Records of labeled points
-------------------------
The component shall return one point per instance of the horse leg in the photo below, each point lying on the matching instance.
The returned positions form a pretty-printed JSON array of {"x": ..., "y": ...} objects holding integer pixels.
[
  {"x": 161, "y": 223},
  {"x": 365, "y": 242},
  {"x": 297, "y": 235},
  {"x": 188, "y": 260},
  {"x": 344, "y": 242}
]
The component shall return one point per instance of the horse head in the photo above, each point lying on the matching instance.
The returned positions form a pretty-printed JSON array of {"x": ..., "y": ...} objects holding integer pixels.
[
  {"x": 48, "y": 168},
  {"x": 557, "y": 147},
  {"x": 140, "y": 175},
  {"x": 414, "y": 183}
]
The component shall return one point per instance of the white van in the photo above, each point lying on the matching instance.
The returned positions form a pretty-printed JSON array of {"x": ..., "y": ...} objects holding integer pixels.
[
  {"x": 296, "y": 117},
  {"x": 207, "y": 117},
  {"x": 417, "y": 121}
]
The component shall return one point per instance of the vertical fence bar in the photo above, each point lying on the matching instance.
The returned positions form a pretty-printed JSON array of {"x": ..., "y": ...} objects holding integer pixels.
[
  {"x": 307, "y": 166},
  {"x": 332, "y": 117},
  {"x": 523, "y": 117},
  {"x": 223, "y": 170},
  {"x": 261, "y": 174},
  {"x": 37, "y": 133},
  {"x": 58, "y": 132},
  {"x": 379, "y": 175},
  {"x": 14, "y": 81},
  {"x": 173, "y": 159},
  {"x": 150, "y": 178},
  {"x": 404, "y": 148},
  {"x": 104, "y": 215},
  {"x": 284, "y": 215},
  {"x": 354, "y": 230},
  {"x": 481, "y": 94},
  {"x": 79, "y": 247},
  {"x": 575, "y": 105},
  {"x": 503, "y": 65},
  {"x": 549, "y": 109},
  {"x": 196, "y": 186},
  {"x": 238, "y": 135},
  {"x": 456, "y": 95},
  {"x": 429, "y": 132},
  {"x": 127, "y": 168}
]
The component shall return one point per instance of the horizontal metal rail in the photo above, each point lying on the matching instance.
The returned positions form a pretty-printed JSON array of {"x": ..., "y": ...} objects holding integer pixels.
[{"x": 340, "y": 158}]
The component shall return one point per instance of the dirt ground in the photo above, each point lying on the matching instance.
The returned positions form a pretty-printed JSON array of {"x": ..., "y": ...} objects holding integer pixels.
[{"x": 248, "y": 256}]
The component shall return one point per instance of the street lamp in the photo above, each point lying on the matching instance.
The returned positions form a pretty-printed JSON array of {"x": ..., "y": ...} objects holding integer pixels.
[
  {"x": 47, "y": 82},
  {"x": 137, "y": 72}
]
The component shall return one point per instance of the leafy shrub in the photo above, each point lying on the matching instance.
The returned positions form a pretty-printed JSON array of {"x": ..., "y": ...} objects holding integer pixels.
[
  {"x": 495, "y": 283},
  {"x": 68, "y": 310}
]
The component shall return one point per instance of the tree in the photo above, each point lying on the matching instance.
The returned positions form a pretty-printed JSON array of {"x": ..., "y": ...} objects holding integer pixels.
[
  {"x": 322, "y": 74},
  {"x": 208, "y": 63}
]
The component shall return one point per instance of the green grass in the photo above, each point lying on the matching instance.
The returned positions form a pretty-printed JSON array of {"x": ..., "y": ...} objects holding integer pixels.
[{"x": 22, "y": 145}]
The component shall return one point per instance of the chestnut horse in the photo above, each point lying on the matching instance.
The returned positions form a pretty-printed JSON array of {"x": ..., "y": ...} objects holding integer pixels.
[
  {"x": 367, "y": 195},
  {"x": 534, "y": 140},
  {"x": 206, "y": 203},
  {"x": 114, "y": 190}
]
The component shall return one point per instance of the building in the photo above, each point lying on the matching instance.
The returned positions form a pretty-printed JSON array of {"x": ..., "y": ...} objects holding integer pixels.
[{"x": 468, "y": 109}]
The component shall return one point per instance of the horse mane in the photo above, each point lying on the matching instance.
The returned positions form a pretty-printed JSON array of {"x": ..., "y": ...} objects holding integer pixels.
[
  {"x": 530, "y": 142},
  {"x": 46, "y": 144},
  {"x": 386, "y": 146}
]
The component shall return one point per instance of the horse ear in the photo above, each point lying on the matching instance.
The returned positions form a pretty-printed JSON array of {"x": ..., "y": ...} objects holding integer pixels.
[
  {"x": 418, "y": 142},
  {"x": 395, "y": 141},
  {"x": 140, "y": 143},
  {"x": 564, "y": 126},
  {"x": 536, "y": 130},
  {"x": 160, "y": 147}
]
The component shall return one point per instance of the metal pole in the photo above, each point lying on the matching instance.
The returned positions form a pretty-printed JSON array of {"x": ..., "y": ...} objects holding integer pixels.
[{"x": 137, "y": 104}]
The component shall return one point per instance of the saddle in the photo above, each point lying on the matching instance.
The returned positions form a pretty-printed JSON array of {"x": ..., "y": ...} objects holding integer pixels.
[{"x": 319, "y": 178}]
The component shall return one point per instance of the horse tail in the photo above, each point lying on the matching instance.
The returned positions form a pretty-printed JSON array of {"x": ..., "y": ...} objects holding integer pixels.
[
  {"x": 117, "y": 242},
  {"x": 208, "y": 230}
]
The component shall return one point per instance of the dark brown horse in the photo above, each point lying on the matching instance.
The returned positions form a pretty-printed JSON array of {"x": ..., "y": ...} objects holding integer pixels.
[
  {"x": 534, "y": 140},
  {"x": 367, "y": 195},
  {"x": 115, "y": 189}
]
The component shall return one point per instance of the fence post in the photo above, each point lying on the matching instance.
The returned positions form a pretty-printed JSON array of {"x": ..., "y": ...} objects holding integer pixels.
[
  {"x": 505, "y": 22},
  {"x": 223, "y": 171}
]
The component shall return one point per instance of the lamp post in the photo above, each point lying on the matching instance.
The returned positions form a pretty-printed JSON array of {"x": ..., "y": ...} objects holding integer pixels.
-------------------------
Exercise objective:
Please print all of the entries above again, word for word and with nothing changed.

Written solution:
The component shall return one point per instance of the horse leg in the photo below, each point lying on the matching instance.
The returned positions form a pretty-printed JSON array of {"x": ..., "y": ...} objects holding integer pixels.
[
  {"x": 161, "y": 223},
  {"x": 365, "y": 242},
  {"x": 297, "y": 235},
  {"x": 188, "y": 260},
  {"x": 344, "y": 242}
]
The component shall return one point per instance of the horse head in the photo above, each point lying on the matching instance.
The returned positions form a pretty-printed JSON array of {"x": ..., "y": ...} objects holding integer pixels.
[
  {"x": 48, "y": 168},
  {"x": 557, "y": 147},
  {"x": 140, "y": 175},
  {"x": 414, "y": 183}
]
The component shall return one point per instance of the white van in the photo above, each point lying on the matching instance.
The returned positions form a pretty-printed JSON array of {"x": ..., "y": ...} objects holding integer pixels.
[
  {"x": 296, "y": 117},
  {"x": 207, "y": 117},
  {"x": 417, "y": 121}
]
The component shall return one point per instance of the vertical fence bar in the photo above, each point lying on the matching instance.
The returned positions form a pretty-printed JSON array of {"x": ..., "y": ...} objects holding integer pixels.
[
  {"x": 307, "y": 166},
  {"x": 332, "y": 117},
  {"x": 523, "y": 117},
  {"x": 223, "y": 170},
  {"x": 261, "y": 174},
  {"x": 37, "y": 133},
  {"x": 58, "y": 132},
  {"x": 379, "y": 175},
  {"x": 14, "y": 81},
  {"x": 173, "y": 159},
  {"x": 150, "y": 178},
  {"x": 404, "y": 148},
  {"x": 104, "y": 215},
  {"x": 284, "y": 215},
  {"x": 354, "y": 230},
  {"x": 481, "y": 94},
  {"x": 79, "y": 247},
  {"x": 575, "y": 105},
  {"x": 503, "y": 65},
  {"x": 549, "y": 109},
  {"x": 196, "y": 186},
  {"x": 238, "y": 135},
  {"x": 456, "y": 95},
  {"x": 429, "y": 132},
  {"x": 127, "y": 168}
]
The component shall return one point per instance of the horizontal metal rail in the photo above, each point lying on the matching instance.
The returned positions form a pretty-printed JSON array of {"x": ..., "y": ...} objects holding integer pixels.
[{"x": 340, "y": 158}]
The component shall return one point per instance of the dirt ground in the photo above, each point lying on the matching instance.
The returned positions form a pretty-printed JSON array of {"x": ..., "y": ...} objects holding integer pixels.
[{"x": 248, "y": 256}]
The component shall return one point per instance of the street lamp in the photo above, each point lying on the matching instance.
The returned positions form a pretty-printed JSON array of {"x": ..., "y": ...} objects holding integer pixels.
[
  {"x": 47, "y": 82},
  {"x": 137, "y": 72}
]
The component shall return one point per instance of the leafy shrub in the photo above, each point lying on the matching instance.
The returned positions form a pretty-printed JSON array of {"x": ..., "y": ...} objects holding integer pixels.
[
  {"x": 495, "y": 283},
  {"x": 68, "y": 310}
]
The component shall return one point per instance of the tree in the photo above, each point lying on the matching instance.
The returned positions form a pretty-printed JSON array of {"x": ..., "y": ...} objects holding integer pixels.
[
  {"x": 322, "y": 74},
  {"x": 208, "y": 63}
]
The component shall return one point per instance of the green grass in the photo above, each point lying on the matching instance.
The returned positions form a pretty-printed JSON array of {"x": ..., "y": ...} objects holding integer pixels.
[{"x": 22, "y": 145}]
The component shall return one point per instance of the chestnut horse in the photo above, each point lying on the matching instance.
The returned positions form a pretty-printed JSON array of {"x": ..., "y": ...} objects holding integer pixels.
[
  {"x": 367, "y": 195},
  {"x": 534, "y": 140},
  {"x": 206, "y": 203},
  {"x": 114, "y": 190}
]
The component shall return one point per instance of the building in the photo above, each point lying on the matching instance.
The returned positions form a pretty-printed JSON array of {"x": ..., "y": ...} objects holding integer pixels.
[{"x": 468, "y": 109}]
The component shall return one point per instance of the horse mane in the photo above, each point lying on the matching instance.
The returned positions form a pretty-printed JSON array of {"x": ..., "y": ...} objects holding integer pixels.
[
  {"x": 530, "y": 142},
  {"x": 46, "y": 144},
  {"x": 386, "y": 146}
]
The component shall return one point per instance of the horse ear in the photo above, each point lying on the matching instance.
The returned positions form a pretty-printed JSON array of {"x": ..., "y": ...} objects holding integer pixels.
[
  {"x": 418, "y": 142},
  {"x": 395, "y": 141},
  {"x": 140, "y": 143},
  {"x": 564, "y": 126},
  {"x": 536, "y": 130},
  {"x": 160, "y": 147}
]
The component shall return one point per instance of the metal pole in the photo above, each point lying on the matching instance.
The returned positions form a pretty-printed JSON array of {"x": ..., "y": ...} objects holding integer pixels.
[{"x": 137, "y": 104}]
The component shall return one point per instance of the saddle in the photo above, each point lying on the matching instance.
The returned positions form a pretty-printed JSON array of {"x": ..., "y": ...} objects holding integer pixels.
[{"x": 319, "y": 178}]
The component shall return one point per instance of the horse tail in the photo above, each point lying on the matching instance.
The returned positions form a pretty-printed JSON array of {"x": ..., "y": ...} objects holding integer pixels.
[
  {"x": 117, "y": 242},
  {"x": 208, "y": 230}
]
The component shall return one point per instance of the dark brown horse in the photo above, each point lying on the matching instance.
The returned positions form a pretty-printed JSON array of {"x": ..., "y": ...} objects holding integer pixels.
[
  {"x": 534, "y": 140},
  {"x": 367, "y": 195},
  {"x": 115, "y": 189}
]
The component shall return one point per instance of the fence post in the photo above, each point lying on the matching instance.
The returned positions form a pretty-printed JSON array of {"x": ..., "y": ...} objects holding integer pixels.
[
  {"x": 505, "y": 22},
  {"x": 223, "y": 171}
]
The component shall return one point per instance of the lamp post in the photo above, each point lying on the matching instance.
The returned positions form a pretty-printed JSON array of {"x": ..., "y": ...} objects holding integer pixels.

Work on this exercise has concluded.